EXTRAIT DU TEXTE:
■ ■ ■
Batman Mad Love[Histoire]
Après un énième échec visant la capture (ou la mort) de Gordon (sauvé par Batman), le Joker rumine en cherchant dans ses plans la façon la plus magistrale de se débarrasser de son éternel rival. Fou de rage contre son acolyte féminin, Harley Quinn, le Clown du Crime la jette dehors, la jugeant responsable de ses déboires. La jeune femme se remémore alors sa rencontre et le début de son idylle avec monsieur J, à l’époque où elle n’était qu’une simple psychiatre fraîchement débarquée à l’Asile d’Arkham.

Mad Love

[Critique]
Les fans de Batman savent généralement que Harley Quinn a été créée dans la superbe série d’animation Batman de 1992 (également connue sous le nom de Batman : La Série Animée en France, ou encore Batman : The Animated Serie en anglais) par Paul Dini et Bruce Timm (les auteurs de ce comic justement). En revanche, les origines de la célèbre psychiatre ont d’abord été narrés dans ce Mad Love avant qu’il ne soit adapté dans un épisode très fidèle éponyme (simplement traduit par Amour Fou chez nous). Pour mieux comprendre ces différentes notions d’appellations du dessin animé, n’hésitez pas à vous référer à la note en bas de cet article.

Mad Love se focalise donc sur l’éternelle muse du Joker. À travers des flash-backs de pensées nostalgiques, Harleen Quinzel se rappelle son arrivée à l’asile d’Arkham, après avoir usé de ses charmes pour que sa note d’examen soit plus élevée (ce qui souligne que, dès le début, elle n’était pas forcément une psychiatre compétente — l’un des rares éléments qui a disparu dans la version animée) puis évidemment son coup de foudre pour le célèbre Clown du Crime. Cette étape peut paraître un peu trop rapide mais les textes sonnent justes et l’ensemble reste plausible. Très vite, la jeune et jolie femme devient l’assistante officielle de son Joker et c’est cette relation d’amour à sens unique (ou plutôt de Je t’aime moi non plus) qui est ici mise en avant (aussi bien en flash-backs que dans l’histoire se déroulant dans le « présent »). L’on ne découvre pas un Monsieur J particulièrement démonstratif en amour, au contraire, c’est quand il brille par son absence qu’il envoie discrètement des mots à sa douce, mais dans quel but ? La manipuler ou lui prouver son attachement ? On ne sait jamais vraiment ; si ce n’est que Poussin n’a pas l’air très sensible aux charmes corporelles d’Harley, qu’il n’hésite pas à la violenter, l’insulter, l’humilier et à s’énerver contre elle pour pas grand chose, surtout si elle prend des initiatives et/ou s’avère plus « compétente » que lui dans la capture de Batman. Impossible, là aussi, de saisir si le Joker est vraiment « fou » ou simplement « malin » et qu’il a conscience de ses actes.
■ ■ ■
DONNÉES BRUTES:
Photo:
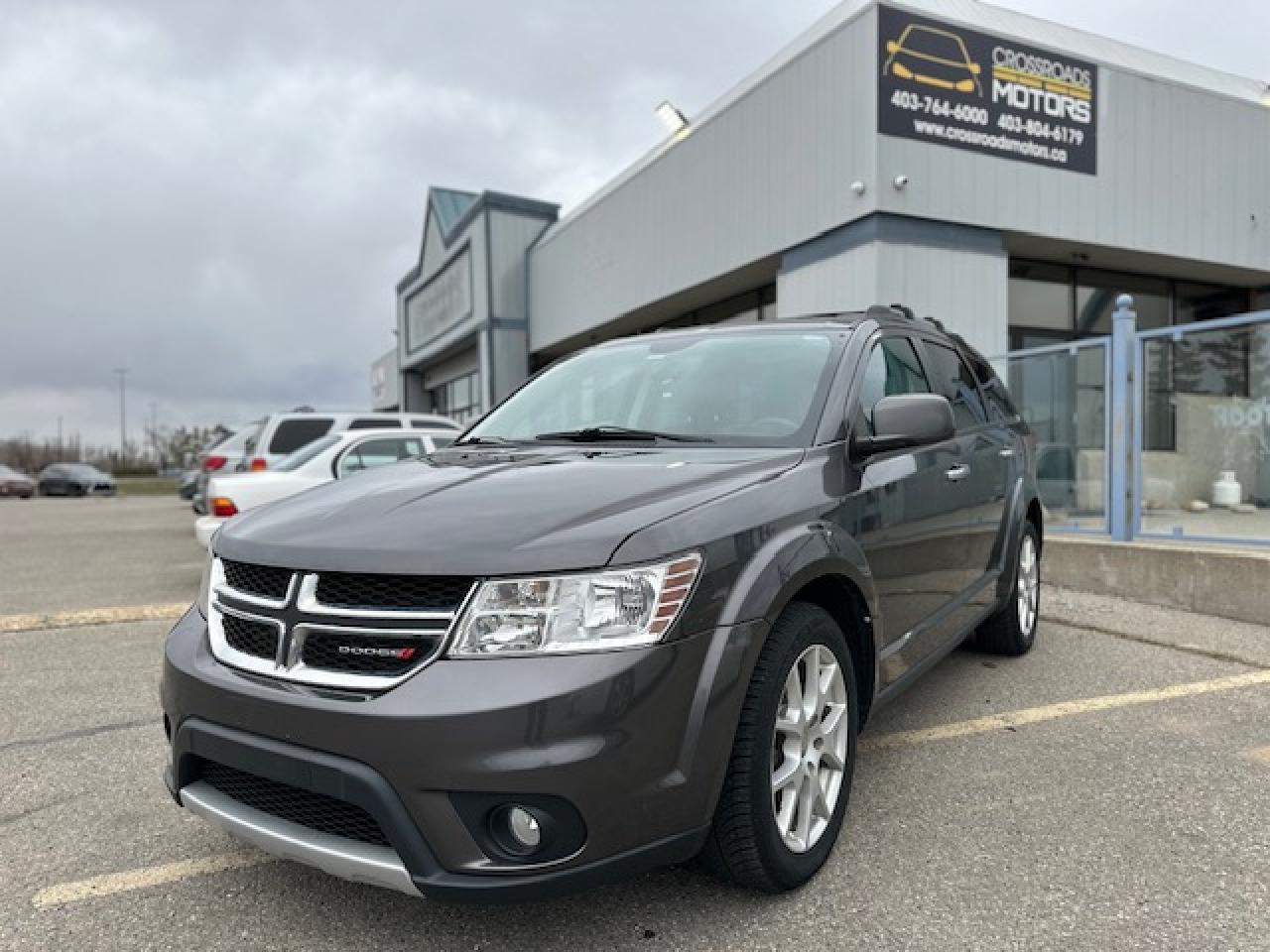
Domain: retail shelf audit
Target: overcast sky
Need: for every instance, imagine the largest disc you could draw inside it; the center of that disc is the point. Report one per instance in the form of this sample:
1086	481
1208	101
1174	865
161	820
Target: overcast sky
222	195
■ ■ ■
CONSIGNE A:
Répondez aux questions suivantes sur la critique de Mad Love, en reprenant la même numérotation :
(i) Quel personnage le Joker a-t-il échoué à capturer ou à tuer, parce que Batman l'a sauvé ?
(ii) Qui sont les auteurs du comic Mad Love ?
(iii) En quelle année est sortie la série d'animation Batman dans laquelle Harley Quinn a été créée ?
CONSIGNE B: Prolongez la critique de Mad Love à partir de sa dernière phrase.
Les enregistrements proviennent d'une autre source que la critique de Mad Love.

RÉPONSE A:
(i) Gordon.
(ii) Paul Dini et Bruce Timm.
(iii) En 1992.

RÉPONSE B:
Mad Love Batman Joker HarleyLe talent de Paul Dini (au scénario) et Bruce Timm (aux dessins) confère à Mad Love une forte empathie pour Harleen, qui est simplement victime « d’Amour Fou ». Grâce aux dessins très simplistes (qui reprennent ceux de la série animée, puisque c’est Bruce Timm qui en est également aux commandes) et à quelques dialogues ou pensées subjectives de la psychiatre, on ne peut qu’avoir de la pitié pour elle. Les traits et le style unique de Bruce Timm sont peut-être ce qui va décontenancer les lecteurs pas forcément habitués au dessin animé, qui les jugera très « enfantins », à juste titre. Mais c’est aussi la double force de Mad Love qui permet de replonger avec une délicieuse nostalgie dans l’enfance, ou l’adolescence, du lecteur qui, lui, aura grandi avec le dessin animé et qui va retrouver cet univers ; et qui offre désormais à un « adulte » un récit au double sens de lecture. On pense ici à certains jeux de mots (« faire un tour en Harley ») ou scènes sexuellement suggestives, qui sautent aux yeux désormais alors qu’enfant ce n’était pas le cas, évidemment — et heureusement ! De même, malgré tout ce côté « lisse » et « simpliste », Mad Love est relativement violent (surtout le Joker) et terriblement triste.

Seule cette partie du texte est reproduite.